Challenge:
From the data below, pull out every line that contains the word "window" and copy those lines, with case counting.

Records for this exercise:
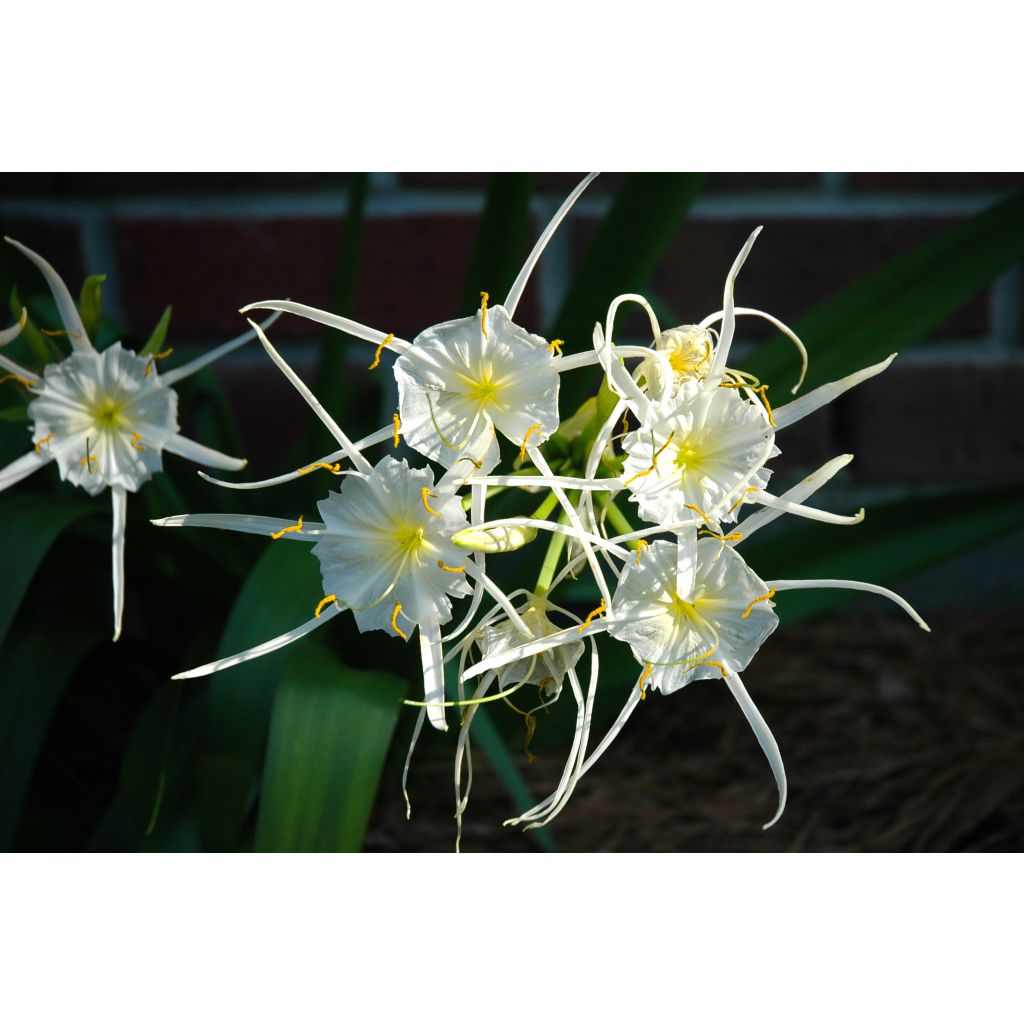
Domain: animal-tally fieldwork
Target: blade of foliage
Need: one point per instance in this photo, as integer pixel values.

...

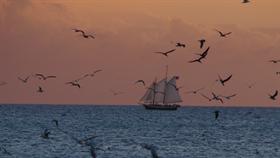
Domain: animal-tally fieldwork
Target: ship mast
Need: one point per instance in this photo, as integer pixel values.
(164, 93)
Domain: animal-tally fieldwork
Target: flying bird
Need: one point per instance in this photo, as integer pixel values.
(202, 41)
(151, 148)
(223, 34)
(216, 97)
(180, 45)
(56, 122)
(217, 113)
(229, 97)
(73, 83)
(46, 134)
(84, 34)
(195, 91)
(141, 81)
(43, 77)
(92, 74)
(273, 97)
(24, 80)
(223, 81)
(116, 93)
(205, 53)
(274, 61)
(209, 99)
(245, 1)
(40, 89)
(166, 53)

--

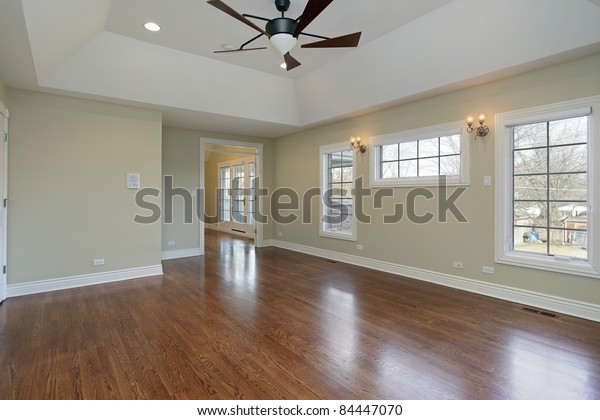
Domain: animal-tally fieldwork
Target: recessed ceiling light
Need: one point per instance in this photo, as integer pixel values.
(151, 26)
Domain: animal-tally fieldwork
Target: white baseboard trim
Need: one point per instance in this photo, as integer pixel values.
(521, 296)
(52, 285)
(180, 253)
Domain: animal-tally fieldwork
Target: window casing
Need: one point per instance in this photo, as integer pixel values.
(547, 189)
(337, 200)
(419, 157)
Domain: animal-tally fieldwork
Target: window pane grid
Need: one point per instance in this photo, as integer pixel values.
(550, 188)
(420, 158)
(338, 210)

Solution:
Target: window casing
Target: window pane grid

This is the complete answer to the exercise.